▶ PAGE EXCERPT:
....
We also have a discussion, worthy of Newt Gingrich, of what is and therefore what is not “rational.”  I can’t think of a better example of what Foucault labeled “power-knowledge” than this particular discussion of planning.  The argument goes like this: price, a result of the market mechanism, i.e., supply vs. demand, is information one uses in order to make a rational economic calculation.  Goods are allocated socially based on the individual calculations based on price and weighing opportunity cost and shortages and surpluses are thus avoided.  Since state intervention through planning changes–Milton Friedman would say, “distorts”–price, that is to say, the information one uses to make a rational calculation, state planning cannot be, because of the distorted price, rational.  This limits the ability of people to conceive of planning as an actual possibility within the limits of the discourse we actually have in this country.

Leave off the fact that the state has always been an economic actor, and therefore no market has ever functioned without state intervention of a sort, if only as a consumer.  Leave off, too, that the social distribution of goods so described means that the rich get the most stuff and that the language used totally obscures this.  I am most concerned with the equation of economic rationality with the absence of surpluses and shortages, that is to say with efficiency, narrowly defined.  Marcuse critiqued this in One-Dimensional Man:

We are again confronted with one of the most vexing aspects of advanced  industrial civilization: the rational character of its irrationality. Its productivity and efficiency, its capacity to increase and spread comforts, to turn waste into need, and destruction into construction, the extent to which this civilization transforms the object world into an extension of man’s mind and body makes the very notion of alienation questionable. The people recognize themselves in their commodities; they find their soul in their automobile, hi-fi set, split-level home, kitchen equipment. The very mechanism which ties the individual to his society has changed, and social control is anchored in the new needs which it has produced.
....
▶ TASK INSTRUCTIONS: In the excerpt on economic planning and rationality, set down word for word everything from "We are again" down to "it has produced.".
....
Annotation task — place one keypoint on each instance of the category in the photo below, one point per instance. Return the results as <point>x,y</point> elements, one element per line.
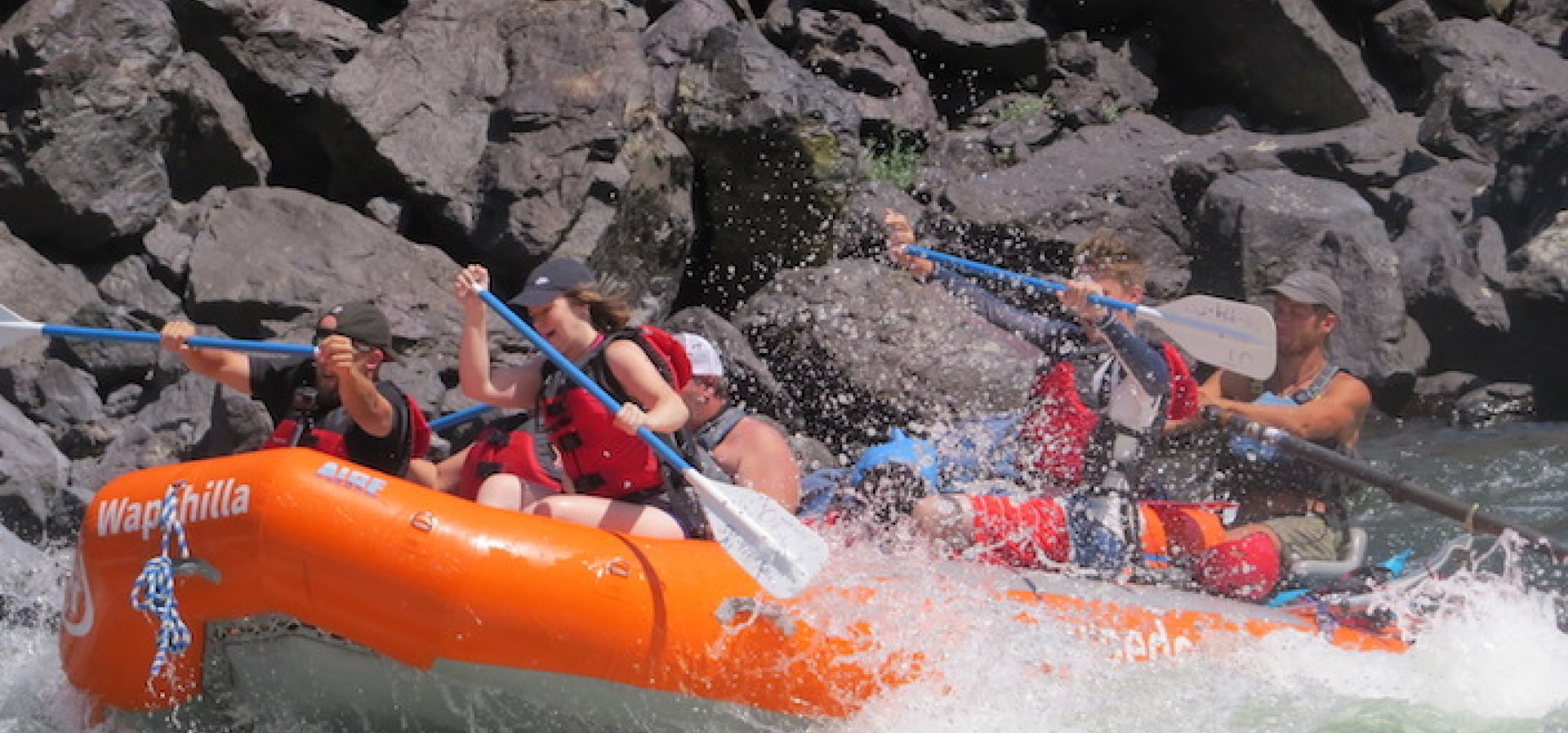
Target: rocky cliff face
<point>245,162</point>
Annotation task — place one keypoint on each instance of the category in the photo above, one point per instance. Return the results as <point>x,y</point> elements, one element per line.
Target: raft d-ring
<point>742,611</point>
<point>617,567</point>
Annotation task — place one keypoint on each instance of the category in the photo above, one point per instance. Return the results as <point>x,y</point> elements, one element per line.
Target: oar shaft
<point>1471,515</point>
<point>1000,274</point>
<point>458,418</point>
<point>579,377</point>
<point>59,332</point>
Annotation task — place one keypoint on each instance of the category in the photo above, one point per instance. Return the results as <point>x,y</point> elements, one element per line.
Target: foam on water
<point>1491,661</point>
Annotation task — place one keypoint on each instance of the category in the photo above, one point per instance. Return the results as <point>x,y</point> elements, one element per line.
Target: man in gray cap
<point>334,402</point>
<point>1290,511</point>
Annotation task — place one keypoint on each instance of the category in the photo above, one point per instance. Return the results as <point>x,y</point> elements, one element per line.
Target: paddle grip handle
<point>668,454</point>
<point>1007,275</point>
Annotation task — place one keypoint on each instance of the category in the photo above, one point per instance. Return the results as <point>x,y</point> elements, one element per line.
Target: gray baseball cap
<point>1312,288</point>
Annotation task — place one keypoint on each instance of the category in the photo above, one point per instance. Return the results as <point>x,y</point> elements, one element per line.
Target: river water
<point>1496,663</point>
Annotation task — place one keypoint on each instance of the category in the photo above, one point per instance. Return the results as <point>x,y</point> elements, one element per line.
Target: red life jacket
<point>327,434</point>
<point>598,457</point>
<point>1060,424</point>
<point>506,446</point>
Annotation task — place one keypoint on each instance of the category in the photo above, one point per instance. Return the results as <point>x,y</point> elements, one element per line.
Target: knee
<point>501,490</point>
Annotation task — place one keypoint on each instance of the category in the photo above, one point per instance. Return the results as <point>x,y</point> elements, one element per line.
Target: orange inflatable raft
<point>344,594</point>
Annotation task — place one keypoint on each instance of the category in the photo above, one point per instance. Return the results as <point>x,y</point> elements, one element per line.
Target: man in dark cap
<point>1288,509</point>
<point>333,402</point>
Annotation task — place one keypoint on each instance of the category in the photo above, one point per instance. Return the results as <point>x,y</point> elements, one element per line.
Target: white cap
<point>705,358</point>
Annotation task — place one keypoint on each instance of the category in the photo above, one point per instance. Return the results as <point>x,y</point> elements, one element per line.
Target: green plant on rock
<point>1024,107</point>
<point>894,162</point>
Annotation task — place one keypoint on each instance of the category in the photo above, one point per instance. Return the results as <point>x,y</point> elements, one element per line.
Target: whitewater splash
<point>1490,658</point>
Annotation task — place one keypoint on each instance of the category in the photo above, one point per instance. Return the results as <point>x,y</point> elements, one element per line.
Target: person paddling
<point>745,449</point>
<point>612,479</point>
<point>1288,509</point>
<point>336,402</point>
<point>511,445</point>
<point>1095,412</point>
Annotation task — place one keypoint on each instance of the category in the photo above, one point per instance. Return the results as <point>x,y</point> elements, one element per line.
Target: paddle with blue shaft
<point>15,329</point>
<point>1225,333</point>
<point>764,539</point>
<point>452,419</point>
<point>1470,514</point>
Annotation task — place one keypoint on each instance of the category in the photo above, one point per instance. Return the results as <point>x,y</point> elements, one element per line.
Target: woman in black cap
<point>613,479</point>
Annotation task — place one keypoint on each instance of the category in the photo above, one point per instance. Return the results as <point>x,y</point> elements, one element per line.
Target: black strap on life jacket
<point>683,499</point>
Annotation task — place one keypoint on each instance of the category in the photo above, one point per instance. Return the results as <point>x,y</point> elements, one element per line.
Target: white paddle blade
<point>1225,333</point>
<point>764,539</point>
<point>15,327</point>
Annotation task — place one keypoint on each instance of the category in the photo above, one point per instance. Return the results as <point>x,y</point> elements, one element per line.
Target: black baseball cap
<point>550,279</point>
<point>363,322</point>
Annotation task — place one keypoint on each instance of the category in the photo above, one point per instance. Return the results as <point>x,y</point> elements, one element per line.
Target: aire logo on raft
<point>216,499</point>
<point>352,477</point>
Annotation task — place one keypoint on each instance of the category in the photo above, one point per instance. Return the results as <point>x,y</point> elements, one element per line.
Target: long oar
<point>458,418</point>
<point>1471,515</point>
<point>764,539</point>
<point>15,329</point>
<point>1225,333</point>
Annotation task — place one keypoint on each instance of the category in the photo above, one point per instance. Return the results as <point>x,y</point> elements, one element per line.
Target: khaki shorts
<point>1307,537</point>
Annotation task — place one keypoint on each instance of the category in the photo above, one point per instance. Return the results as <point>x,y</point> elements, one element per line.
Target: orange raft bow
<point>327,586</point>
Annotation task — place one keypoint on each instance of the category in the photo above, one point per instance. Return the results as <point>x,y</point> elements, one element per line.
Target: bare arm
<point>1336,413</point>
<point>654,402</point>
<point>507,387</point>
<point>366,405</point>
<point>764,462</point>
<point>231,369</point>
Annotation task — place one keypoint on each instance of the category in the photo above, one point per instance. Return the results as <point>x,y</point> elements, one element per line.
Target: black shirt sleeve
<point>390,454</point>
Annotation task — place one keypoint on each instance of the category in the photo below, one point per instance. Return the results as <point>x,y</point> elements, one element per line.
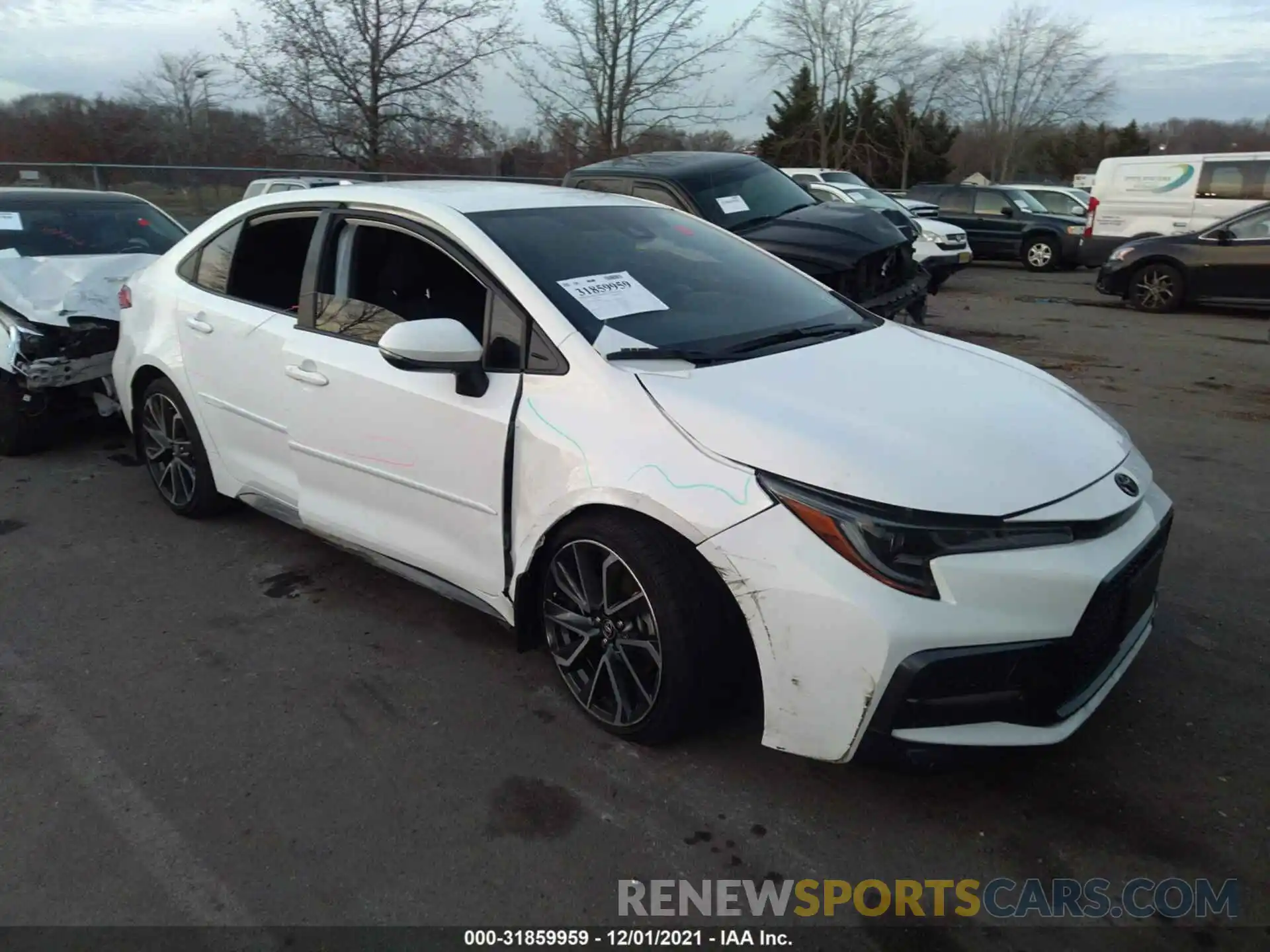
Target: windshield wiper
<point>784,337</point>
<point>763,219</point>
<point>661,353</point>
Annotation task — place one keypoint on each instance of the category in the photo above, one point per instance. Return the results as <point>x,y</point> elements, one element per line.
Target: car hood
<point>901,416</point>
<point>831,234</point>
<point>55,288</point>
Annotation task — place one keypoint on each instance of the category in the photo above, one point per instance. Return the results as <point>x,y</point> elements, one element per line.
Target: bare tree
<point>922,91</point>
<point>1035,71</point>
<point>182,91</point>
<point>356,74</point>
<point>846,45</point>
<point>621,67</point>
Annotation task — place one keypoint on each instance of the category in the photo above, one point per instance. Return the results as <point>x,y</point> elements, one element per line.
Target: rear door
<point>232,323</point>
<point>1000,234</point>
<point>1240,270</point>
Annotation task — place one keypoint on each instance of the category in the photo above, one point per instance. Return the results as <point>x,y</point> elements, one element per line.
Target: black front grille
<point>879,273</point>
<point>1034,683</point>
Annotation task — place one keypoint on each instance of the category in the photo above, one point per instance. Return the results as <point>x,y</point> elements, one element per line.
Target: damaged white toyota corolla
<point>656,447</point>
<point>64,254</point>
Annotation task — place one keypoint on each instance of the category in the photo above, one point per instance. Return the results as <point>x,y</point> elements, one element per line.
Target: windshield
<point>1025,201</point>
<point>873,198</point>
<point>743,194</point>
<point>842,178</point>
<point>84,226</point>
<point>654,276</point>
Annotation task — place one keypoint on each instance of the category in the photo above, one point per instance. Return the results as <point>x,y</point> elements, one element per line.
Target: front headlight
<point>897,546</point>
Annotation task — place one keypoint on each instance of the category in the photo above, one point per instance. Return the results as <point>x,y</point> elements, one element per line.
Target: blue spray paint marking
<point>556,429</point>
<point>743,499</point>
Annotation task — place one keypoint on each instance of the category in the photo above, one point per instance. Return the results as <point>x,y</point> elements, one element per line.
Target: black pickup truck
<point>855,251</point>
<point>1007,222</point>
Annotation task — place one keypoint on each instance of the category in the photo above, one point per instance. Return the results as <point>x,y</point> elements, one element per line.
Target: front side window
<point>745,194</point>
<point>842,178</point>
<point>84,226</point>
<point>1253,227</point>
<point>376,276</point>
<point>656,193</point>
<point>648,276</point>
<point>270,260</point>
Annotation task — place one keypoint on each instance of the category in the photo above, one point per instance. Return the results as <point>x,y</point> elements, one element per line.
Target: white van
<point>1169,194</point>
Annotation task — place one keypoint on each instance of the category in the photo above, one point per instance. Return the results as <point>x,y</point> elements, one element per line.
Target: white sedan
<point>657,448</point>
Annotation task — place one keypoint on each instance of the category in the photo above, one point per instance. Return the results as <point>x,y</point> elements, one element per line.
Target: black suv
<point>855,251</point>
<point>1007,223</point>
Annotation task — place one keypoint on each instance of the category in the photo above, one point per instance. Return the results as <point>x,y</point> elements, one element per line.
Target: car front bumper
<point>1019,651</point>
<point>902,299</point>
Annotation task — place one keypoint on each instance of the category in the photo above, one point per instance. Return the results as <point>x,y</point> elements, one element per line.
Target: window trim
<point>318,210</point>
<point>399,220</point>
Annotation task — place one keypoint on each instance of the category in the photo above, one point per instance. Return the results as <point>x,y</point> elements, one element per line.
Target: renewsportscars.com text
<point>1000,898</point>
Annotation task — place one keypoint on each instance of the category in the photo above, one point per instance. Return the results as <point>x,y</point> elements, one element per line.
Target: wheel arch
<point>531,556</point>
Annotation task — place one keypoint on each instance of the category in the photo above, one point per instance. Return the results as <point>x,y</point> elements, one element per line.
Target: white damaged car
<point>64,255</point>
<point>654,447</point>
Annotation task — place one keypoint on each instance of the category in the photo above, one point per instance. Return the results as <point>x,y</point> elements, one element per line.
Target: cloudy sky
<point>1171,58</point>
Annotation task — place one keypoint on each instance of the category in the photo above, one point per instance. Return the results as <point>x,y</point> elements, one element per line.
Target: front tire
<point>173,452</point>
<point>1156,288</point>
<point>1040,254</point>
<point>629,625</point>
<point>19,428</point>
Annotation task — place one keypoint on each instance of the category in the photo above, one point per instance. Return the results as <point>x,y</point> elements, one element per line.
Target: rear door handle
<point>304,376</point>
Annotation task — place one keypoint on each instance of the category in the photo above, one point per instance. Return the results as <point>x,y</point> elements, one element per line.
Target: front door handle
<point>304,376</point>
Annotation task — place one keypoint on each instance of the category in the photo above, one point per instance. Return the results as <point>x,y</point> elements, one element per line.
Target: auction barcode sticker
<point>609,296</point>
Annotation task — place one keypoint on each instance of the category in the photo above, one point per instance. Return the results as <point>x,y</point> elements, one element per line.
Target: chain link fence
<point>190,193</point>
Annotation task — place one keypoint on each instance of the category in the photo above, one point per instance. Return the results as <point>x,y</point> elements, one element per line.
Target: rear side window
<point>955,202</point>
<point>215,259</point>
<point>1249,180</point>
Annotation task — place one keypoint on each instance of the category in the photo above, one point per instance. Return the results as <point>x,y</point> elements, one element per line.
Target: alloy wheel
<point>603,634</point>
<point>1040,254</point>
<point>1155,290</point>
<point>168,450</point>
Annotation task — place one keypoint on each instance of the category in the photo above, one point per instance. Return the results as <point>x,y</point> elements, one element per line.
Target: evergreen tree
<point>790,140</point>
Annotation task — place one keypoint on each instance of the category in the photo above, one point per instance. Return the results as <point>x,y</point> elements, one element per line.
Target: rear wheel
<point>1156,288</point>
<point>1040,254</point>
<point>628,626</point>
<point>169,444</point>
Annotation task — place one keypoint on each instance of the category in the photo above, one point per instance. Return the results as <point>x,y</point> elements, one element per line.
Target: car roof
<point>466,197</point>
<point>668,163</point>
<point>42,196</point>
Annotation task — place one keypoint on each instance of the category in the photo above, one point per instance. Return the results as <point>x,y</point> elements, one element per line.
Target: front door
....
▶ TASK RESULT:
We are again confronted with one of the most vexing aspects of advanced  industrial civilization: the rational character of its irrationality. Its productivity and efficiency, its capacity to increase and spread comforts, to turn waste into need, and destruction into construction, the extent to which this civilization transforms the object world into an extension of man’s mind and body makes the very notion of alienation questionable. The people recognize themselves in their commodities; they find their soul in their automobile, hi-fi set, split-level home, kitchen equipment. The very mechanism which ties the individual to his society has changed, and social control is anchored in the new needs which it has produced.